(Entries from a pointing dataset)

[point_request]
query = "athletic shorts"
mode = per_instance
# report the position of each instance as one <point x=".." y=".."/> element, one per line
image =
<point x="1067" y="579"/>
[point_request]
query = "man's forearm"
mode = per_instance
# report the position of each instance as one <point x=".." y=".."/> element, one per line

* * *

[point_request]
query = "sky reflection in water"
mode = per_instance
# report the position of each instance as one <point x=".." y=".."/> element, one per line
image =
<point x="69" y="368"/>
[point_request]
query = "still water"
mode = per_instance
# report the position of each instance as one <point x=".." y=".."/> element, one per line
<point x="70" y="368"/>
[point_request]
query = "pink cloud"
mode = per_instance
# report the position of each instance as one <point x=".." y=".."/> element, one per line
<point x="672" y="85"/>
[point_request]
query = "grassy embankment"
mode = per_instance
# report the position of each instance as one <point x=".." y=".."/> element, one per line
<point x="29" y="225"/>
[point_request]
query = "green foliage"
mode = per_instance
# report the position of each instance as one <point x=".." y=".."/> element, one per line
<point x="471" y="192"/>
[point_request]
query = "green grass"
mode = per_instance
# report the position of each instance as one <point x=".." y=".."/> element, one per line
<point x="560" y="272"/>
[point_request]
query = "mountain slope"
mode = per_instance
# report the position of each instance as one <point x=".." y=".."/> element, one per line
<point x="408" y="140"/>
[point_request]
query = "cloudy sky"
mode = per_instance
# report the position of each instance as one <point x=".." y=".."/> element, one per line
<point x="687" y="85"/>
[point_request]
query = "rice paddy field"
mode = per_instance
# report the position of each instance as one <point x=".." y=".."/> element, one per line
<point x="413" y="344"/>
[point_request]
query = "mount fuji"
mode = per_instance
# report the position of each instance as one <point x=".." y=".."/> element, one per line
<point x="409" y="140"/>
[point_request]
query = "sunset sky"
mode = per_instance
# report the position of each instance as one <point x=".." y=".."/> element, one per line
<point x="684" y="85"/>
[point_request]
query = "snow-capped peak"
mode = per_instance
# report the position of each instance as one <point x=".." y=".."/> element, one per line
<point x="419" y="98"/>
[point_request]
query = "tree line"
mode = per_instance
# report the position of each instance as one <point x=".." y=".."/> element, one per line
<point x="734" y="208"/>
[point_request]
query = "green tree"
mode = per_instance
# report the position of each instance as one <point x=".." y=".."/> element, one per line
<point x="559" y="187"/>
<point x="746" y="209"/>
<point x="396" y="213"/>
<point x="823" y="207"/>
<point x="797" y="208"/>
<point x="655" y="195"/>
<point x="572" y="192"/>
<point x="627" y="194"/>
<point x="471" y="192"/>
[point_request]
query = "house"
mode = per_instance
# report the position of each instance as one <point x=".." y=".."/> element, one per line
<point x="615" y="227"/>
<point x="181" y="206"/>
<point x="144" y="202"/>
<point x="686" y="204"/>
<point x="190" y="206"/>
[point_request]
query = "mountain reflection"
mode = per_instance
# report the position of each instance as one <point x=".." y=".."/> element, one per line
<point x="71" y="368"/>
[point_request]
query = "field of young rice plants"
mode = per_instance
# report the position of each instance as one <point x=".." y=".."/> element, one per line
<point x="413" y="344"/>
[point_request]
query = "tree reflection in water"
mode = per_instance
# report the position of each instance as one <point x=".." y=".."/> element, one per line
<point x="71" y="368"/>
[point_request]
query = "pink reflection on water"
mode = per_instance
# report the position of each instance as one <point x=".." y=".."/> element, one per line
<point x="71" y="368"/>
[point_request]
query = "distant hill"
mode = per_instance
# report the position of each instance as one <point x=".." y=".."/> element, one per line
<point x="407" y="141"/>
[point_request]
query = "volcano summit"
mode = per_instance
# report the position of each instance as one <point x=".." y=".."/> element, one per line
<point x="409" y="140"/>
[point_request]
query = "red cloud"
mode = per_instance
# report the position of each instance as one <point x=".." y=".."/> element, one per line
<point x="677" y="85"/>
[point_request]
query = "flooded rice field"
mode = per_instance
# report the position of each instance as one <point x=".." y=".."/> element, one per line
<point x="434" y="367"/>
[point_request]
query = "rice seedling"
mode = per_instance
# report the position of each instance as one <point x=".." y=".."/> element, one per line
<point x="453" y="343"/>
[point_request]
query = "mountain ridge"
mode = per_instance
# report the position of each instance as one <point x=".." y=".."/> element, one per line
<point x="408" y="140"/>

==

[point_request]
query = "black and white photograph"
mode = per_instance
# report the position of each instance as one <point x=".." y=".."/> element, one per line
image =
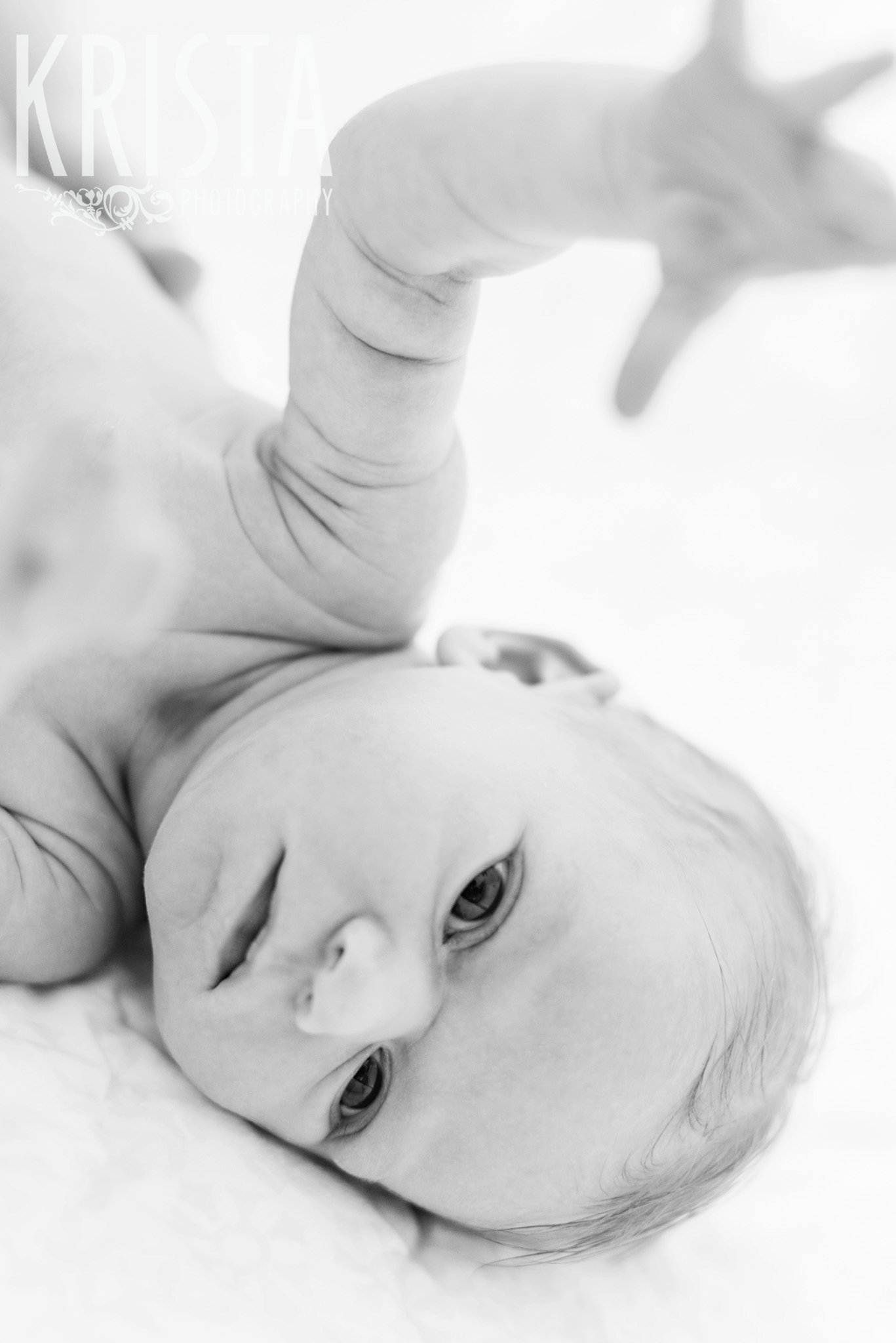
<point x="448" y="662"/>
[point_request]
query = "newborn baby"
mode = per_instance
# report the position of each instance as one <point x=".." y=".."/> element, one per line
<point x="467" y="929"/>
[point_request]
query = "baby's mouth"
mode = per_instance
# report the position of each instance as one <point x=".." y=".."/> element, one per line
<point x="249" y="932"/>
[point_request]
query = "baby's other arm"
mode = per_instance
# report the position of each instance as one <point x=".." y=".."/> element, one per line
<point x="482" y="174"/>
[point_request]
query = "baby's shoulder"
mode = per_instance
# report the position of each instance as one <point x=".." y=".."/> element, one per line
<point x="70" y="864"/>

Exercise brief » Extract every line of the material above that contains the string "field".

Answer in full »
query = "rice paddy field"
query = "field of young rice plants"
query = "flooded rice field"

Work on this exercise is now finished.